### AIM
Drawing on the forum post below, explain why the writer schedules the two legs of the drive around R's bedtime and nap, in one to three sentences.
-- start READING TEXT --
October 2011 Moms

Can I vent? (long)

Sorry for the novel, but this whole fight with my ILs has me really disturbed, and I don't really have anyone to vent to.  I don't like talking to anyone in my family about IL issues, because they'll hold those issues over my IL's heads forever.  They are still DH's family, and I have to have a relationship with them when this all blows over.  

So, DH's homecoming is about a 7 hour drive from where I live.  He gets in on Thurs morning, and has off until Monday morning.  He has to stay there for about a week to take care of things before coming home (he is a reservist).  He'll need a car to bring all his gear and stuff home, but that won't be in until a few days before he is allowed to leave.  So, I'm driving down with R.  My plan is to take 2 days.  I'll leave at R's normal bed time (6:30-7ish) and drive about 5 hours or so b/c R will be asleep anyway.  The next morning, I plan to hang out in the area we're staying Tues night.  Around the time of R's normal nap (which can take 1.5 to 2 hours), I'll do the last 2 hours of the drive.  That way, R is pretty much asleep for most of the driving.  Then, DH gets home Thurs, we hang out until Sun, and I fly home with Ronin, leaving DH with the car.  We have another at home, no biggie.
-- end READING TEXT --
-- start PROVIDED MATERIAL --
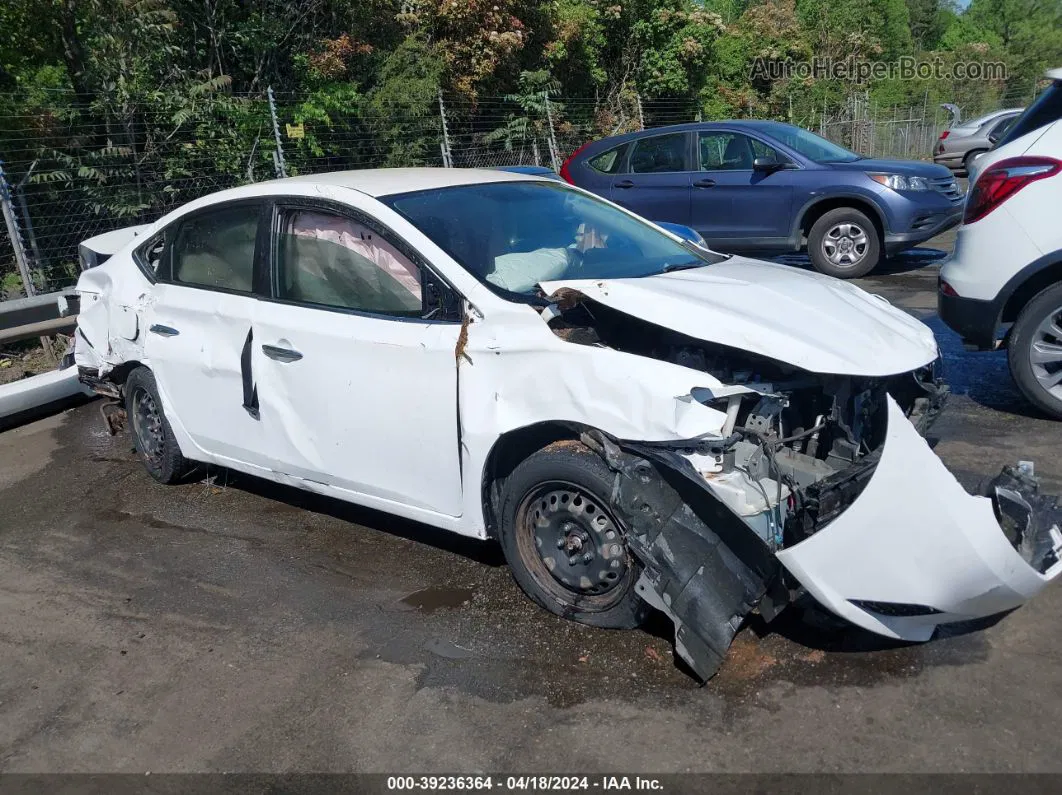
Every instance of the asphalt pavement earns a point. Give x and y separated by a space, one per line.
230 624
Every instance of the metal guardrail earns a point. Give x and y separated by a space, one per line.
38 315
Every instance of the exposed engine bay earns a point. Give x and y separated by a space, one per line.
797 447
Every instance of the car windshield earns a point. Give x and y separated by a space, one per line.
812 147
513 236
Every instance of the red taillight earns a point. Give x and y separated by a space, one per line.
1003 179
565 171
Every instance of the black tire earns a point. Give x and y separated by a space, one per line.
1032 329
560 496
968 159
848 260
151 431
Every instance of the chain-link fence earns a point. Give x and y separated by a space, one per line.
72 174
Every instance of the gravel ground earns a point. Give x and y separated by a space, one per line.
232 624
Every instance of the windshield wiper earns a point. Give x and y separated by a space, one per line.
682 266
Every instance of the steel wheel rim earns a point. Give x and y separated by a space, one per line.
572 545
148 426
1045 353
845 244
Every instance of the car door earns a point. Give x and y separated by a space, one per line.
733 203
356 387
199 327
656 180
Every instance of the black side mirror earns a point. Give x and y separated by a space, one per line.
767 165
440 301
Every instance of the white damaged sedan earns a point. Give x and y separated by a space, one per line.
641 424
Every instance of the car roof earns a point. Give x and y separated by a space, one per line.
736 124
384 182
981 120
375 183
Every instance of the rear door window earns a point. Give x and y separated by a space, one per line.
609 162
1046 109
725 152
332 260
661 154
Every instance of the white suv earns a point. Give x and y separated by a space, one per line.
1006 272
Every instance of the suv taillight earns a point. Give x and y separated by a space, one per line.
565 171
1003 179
-- end PROVIDED MATERIAL --
-- start PROVIDED MATERIAL --
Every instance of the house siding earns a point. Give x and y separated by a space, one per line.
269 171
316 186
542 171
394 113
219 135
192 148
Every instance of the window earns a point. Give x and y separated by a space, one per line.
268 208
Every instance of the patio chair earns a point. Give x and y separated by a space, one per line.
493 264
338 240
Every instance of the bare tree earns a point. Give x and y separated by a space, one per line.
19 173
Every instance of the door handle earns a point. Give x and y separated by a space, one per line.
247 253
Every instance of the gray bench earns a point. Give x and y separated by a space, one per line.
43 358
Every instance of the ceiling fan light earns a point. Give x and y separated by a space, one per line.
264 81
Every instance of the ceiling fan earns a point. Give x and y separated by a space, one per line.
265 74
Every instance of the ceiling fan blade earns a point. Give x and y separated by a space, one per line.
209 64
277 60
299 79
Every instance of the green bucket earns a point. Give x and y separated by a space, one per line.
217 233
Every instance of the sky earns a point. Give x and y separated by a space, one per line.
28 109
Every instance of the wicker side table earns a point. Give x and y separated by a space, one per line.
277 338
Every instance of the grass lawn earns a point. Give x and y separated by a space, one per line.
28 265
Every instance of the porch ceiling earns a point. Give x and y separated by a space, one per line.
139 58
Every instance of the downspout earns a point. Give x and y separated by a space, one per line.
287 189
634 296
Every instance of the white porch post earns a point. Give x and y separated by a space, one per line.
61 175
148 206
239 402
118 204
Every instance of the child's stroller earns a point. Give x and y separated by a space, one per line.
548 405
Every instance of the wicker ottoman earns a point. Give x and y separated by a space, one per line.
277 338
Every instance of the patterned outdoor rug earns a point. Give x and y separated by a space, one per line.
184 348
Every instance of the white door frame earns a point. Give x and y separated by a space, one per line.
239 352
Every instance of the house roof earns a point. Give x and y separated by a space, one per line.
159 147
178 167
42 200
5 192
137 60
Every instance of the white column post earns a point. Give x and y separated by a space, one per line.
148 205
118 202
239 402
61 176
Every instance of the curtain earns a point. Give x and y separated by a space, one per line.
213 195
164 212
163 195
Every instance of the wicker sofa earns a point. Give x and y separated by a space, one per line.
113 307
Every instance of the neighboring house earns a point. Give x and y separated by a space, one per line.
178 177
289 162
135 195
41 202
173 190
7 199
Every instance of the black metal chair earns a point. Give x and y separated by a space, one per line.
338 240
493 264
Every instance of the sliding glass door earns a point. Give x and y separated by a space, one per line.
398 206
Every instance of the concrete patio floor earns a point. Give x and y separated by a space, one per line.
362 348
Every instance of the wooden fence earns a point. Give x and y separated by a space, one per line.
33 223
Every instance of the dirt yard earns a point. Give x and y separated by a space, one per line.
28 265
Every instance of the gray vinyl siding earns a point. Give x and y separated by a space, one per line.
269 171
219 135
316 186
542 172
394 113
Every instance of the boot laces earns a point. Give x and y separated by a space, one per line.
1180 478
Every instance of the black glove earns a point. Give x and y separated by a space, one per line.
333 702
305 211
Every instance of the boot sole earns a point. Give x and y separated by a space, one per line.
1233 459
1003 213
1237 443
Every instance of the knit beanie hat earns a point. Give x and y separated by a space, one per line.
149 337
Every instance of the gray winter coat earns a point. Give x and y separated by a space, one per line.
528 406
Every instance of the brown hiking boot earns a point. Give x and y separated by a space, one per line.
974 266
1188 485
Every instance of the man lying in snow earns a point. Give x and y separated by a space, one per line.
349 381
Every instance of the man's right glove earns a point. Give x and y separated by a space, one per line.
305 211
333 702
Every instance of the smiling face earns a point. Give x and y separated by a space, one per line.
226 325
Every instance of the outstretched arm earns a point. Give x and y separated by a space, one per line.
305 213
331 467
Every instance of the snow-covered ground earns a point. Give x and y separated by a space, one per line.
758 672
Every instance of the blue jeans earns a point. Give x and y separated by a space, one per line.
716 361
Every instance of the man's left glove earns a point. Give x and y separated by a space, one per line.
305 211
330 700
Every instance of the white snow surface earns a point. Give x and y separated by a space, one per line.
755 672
-- end PROVIDED MATERIAL --
-- start PROVIDED MATERIAL --
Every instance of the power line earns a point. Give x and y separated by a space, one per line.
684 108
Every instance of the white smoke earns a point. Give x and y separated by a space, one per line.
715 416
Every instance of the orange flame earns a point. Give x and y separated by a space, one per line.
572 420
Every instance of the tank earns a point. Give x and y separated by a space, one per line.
-- end PROVIDED MATERIAL --
### FULL SOLUTION
The writer plans to leave at R's normal bedtime and drive about 5 hours because R will be asleep anyway. The last 2 hours are timed for R's normal nap, so R is asleep for most of the driving.